_To be done:_
All entries must be extracted exactly, with nothing added or dropped.

_Material provided:_

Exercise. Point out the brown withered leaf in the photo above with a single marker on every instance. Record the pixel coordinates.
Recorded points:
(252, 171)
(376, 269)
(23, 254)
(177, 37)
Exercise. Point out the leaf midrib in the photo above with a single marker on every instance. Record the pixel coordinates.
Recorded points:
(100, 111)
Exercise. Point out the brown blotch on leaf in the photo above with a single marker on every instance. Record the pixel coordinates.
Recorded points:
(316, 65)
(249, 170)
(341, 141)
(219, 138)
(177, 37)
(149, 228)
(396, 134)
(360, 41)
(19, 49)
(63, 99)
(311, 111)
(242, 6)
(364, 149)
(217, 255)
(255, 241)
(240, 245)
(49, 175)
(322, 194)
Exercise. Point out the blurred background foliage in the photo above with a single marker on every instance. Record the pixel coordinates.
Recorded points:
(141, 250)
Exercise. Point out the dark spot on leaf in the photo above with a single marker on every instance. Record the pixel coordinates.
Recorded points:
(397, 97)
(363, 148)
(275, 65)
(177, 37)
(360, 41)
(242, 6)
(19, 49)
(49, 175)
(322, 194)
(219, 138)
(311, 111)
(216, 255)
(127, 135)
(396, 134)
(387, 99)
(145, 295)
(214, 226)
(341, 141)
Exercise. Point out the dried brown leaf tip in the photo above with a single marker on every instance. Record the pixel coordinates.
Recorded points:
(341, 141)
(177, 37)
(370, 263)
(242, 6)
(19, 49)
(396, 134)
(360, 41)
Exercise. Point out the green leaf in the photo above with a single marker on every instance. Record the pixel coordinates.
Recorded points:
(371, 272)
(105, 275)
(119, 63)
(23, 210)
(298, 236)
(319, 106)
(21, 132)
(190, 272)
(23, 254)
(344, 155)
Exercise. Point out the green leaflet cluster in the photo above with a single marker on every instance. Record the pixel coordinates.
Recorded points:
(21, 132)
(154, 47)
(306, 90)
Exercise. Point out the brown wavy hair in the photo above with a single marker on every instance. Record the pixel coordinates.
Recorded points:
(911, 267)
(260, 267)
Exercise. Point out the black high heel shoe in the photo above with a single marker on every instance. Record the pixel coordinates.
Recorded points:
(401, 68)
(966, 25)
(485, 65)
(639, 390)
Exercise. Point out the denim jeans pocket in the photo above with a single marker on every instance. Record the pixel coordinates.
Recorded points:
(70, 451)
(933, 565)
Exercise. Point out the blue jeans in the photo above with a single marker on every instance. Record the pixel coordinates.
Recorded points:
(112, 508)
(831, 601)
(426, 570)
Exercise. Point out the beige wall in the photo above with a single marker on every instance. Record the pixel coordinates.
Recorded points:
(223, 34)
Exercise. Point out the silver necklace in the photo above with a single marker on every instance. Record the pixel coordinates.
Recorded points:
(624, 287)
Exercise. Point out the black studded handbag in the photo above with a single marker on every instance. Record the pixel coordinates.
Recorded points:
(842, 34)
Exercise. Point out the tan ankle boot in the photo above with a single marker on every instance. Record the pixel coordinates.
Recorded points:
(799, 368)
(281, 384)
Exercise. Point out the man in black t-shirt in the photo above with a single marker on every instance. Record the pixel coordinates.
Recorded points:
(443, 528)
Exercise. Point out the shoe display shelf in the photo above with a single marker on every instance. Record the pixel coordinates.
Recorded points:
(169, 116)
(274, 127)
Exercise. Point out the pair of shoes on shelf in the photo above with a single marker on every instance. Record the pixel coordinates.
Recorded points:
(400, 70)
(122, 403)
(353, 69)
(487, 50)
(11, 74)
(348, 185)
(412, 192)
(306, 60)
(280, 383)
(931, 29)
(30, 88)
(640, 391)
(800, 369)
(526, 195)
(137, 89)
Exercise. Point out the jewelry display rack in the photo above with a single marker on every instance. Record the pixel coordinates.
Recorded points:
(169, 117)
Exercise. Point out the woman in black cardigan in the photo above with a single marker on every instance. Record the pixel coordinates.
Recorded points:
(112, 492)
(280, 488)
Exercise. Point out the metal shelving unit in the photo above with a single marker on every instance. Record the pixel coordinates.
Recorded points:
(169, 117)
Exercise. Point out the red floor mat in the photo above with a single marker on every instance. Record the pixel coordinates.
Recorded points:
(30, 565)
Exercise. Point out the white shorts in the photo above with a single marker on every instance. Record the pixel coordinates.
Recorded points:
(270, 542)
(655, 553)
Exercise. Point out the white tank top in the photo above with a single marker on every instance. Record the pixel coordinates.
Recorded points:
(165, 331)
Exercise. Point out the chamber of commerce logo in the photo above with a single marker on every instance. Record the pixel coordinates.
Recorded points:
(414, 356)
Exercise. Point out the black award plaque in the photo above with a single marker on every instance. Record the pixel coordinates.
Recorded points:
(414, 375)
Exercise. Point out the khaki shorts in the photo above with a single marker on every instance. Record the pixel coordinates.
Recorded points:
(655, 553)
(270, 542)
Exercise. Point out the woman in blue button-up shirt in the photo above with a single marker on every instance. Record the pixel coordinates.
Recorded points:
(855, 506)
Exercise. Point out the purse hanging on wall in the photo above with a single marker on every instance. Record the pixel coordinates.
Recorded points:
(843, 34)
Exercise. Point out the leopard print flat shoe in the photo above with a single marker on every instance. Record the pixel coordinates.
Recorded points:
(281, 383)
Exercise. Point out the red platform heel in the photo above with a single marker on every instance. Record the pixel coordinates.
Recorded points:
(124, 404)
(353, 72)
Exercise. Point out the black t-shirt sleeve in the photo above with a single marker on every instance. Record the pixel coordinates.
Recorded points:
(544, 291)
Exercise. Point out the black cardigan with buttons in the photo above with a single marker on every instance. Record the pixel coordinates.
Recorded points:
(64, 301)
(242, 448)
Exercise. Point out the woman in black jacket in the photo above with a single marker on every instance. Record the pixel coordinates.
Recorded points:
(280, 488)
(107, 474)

_The output:_
Exercise. Point out the brown withered leaf in the photo above with a single marker on every instance. Record the pixel coordinates.
Recorded points:
(252, 171)
(376, 269)
(23, 254)
(177, 37)
Exercise. Point out the leaf midrib in the photo above with a single marker on every instance. Record the pixel coordinates.
Recorded points:
(100, 111)
Exercise. Point out the brown blotch on leaf in the photo above with a single marker on every instance. Record the pixel coordinates.
Recorded points:
(316, 65)
(249, 170)
(341, 141)
(219, 138)
(177, 37)
(149, 228)
(396, 134)
(360, 41)
(19, 49)
(63, 99)
(311, 111)
(242, 6)
(364, 149)
(217, 255)
(255, 241)
(240, 245)
(49, 175)
(322, 194)
Exercise. Point out the blurred background foliage in the photo above with a single marker on every instance. Record the pixel coordinates.
Recorded points:
(141, 250)
Exercise. Point out the dark spot on leaf in the photo above with a single marker on every instance. Record the pixel coordinates.
Recorded points:
(397, 97)
(363, 148)
(275, 65)
(177, 37)
(360, 41)
(242, 6)
(19, 49)
(49, 175)
(322, 194)
(219, 138)
(311, 111)
(216, 255)
(127, 135)
(396, 134)
(387, 99)
(145, 295)
(214, 226)
(341, 141)
Exercise. Point out the dried brown leaf tip in the photo above with a single marker on every instance. Record the pixel coordinates.
Recorded points:
(341, 141)
(177, 37)
(370, 263)
(242, 6)
(19, 49)
(396, 134)
(360, 41)
Exercise. Point out the green leaf in the photo above with a single marker on every instance. Record the pixel coordinates.
Recorded points:
(371, 272)
(105, 275)
(119, 63)
(23, 210)
(298, 236)
(319, 106)
(21, 132)
(190, 272)
(23, 254)
(344, 155)
Exercise. Point out the green leaflet cluster in the photo above with a single marker on every instance. Record the pixel coordinates.
Recorded points:
(21, 132)
(154, 47)
(306, 90)
Exercise. Point out the brown wavy hair in the photo above with a single marker on every instance. Record the pixel coordinates.
Recorded points:
(911, 267)
(260, 267)
Exercise. Point out the black high heel shoe in the photo above with a single marker on every instance. Record the pixel coordinates.
Recorded points:
(401, 68)
(966, 25)
(485, 65)
(639, 390)
Exercise. Point out the denim jeans pocket in the photo above with a single marker on every instance. Record the pixel coordinates.
Recorded points:
(70, 451)
(933, 565)
Exercise. Point out the blue jeans in the photo above with a single marker on every instance. Record the pixel coordinates.
Recorded points:
(112, 508)
(831, 601)
(426, 570)
Exercise. Point out the beige wall in the photo above with a single marker on every instance. Record the pixel coordinates.
Recorded points:
(223, 34)
Exercise. Point out the silver necklace in the photo above with a single marker on every instance. Record the pixel coordinates.
Recorded points:
(624, 287)
Exercise. Point out the black studded handbag in the photo above with a single marker on every instance. Record the pixel coordinates.
Recorded points:
(842, 34)
Exercise. Point out the tan ankle boot in the photo above with a single marker on every instance. Record the pixel coordinates.
Recorded points:
(799, 368)
(281, 384)
Exercise. Point out the man in black t-shirt in the photo above with a single marker on every instance. Record the pixel coordinates.
Recorded points:
(443, 528)
Exercise. Point out the shoe display shelf in the photo above with a single marker on every instance. Record the pixel coordinates.
Recorded points:
(169, 116)
(274, 127)
Exercise. Point out the pair of shoes on shelf in the photo above with a single marker on every instance. Record the pixel coordinates.
Recorded points:
(400, 70)
(122, 403)
(353, 69)
(487, 50)
(11, 74)
(348, 185)
(412, 192)
(306, 60)
(280, 383)
(931, 29)
(30, 88)
(640, 391)
(800, 369)
(526, 195)
(137, 89)
Exercise. Point out the jewelry display rack in the photo above with a single marker on every instance. Record the pixel coordinates.
Recorded points:
(169, 117)
Exercise. Point out the woman in black cardigan in the photo above with a single marker on every instance. Record the pixel coordinates.
Recorded points:
(112, 492)
(280, 488)
Exercise. Point out the metal shelving unit in the photo above with a single marker on every instance. Record the pixel coordinates.
Recorded points:
(169, 117)
Exercise. Point out the red floor mat in the photo above with a single marker on every instance. Record the pixel coordinates.
Recorded points:
(30, 565)
Exercise. Point out the white shorts in the photo above with a single marker on every instance. Record the pixel coordinates.
Recorded points:
(270, 542)
(655, 553)
Exercise. Point out the white tank top in the photo above with a single marker on every instance. Record the pixel coordinates.
Recorded points:
(165, 331)
Exercise. Point out the chamber of commerce logo in the photo above with a single marker on every instance. Record the pixel coordinates.
Recorded points:
(414, 356)
Exercise. Point out the black award plaque in the photo above with a single marker on every instance. Record the pixel coordinates.
Recorded points:
(414, 375)
Exercise. Point out the khaki shorts in the photo above with a single marker on every instance. Record the pixel coordinates.
Recorded points:
(655, 553)
(270, 542)
Exercise. Point out the woman in blue button-up shirt in the photo above with a single marker on every instance. Record the pixel coordinates.
Recorded points:
(855, 506)
Exercise. Point out the purse hanging on wall in the photo above with a single marker on every instance. Record the pixel coordinates.
Recorded points:
(843, 34)
Exercise. Point out the leopard print flat shoe in the photo above with a single marker on every instance. Record the pixel coordinates.
Recorded points:
(281, 383)
Exercise. Point out the red platform heel in the photo above with a single marker on every instance. Record the pixel coordinates.
Recorded points:
(124, 404)
(353, 72)
Exercise. Point out the black t-shirt sleeve in the photo above with a single marker on every instance. Record the pixel coordinates.
Recorded points:
(544, 291)
Exercise. Point out the black cardigan with buttons in the photo above with a single marker on every instance. Record the pixel coordinates.
Recorded points:
(64, 301)
(242, 448)
Exercise. Point out the woman in black jacket in the photo above with a single marker on every instance. Record the pixel coordinates.
Recorded points:
(280, 488)
(107, 474)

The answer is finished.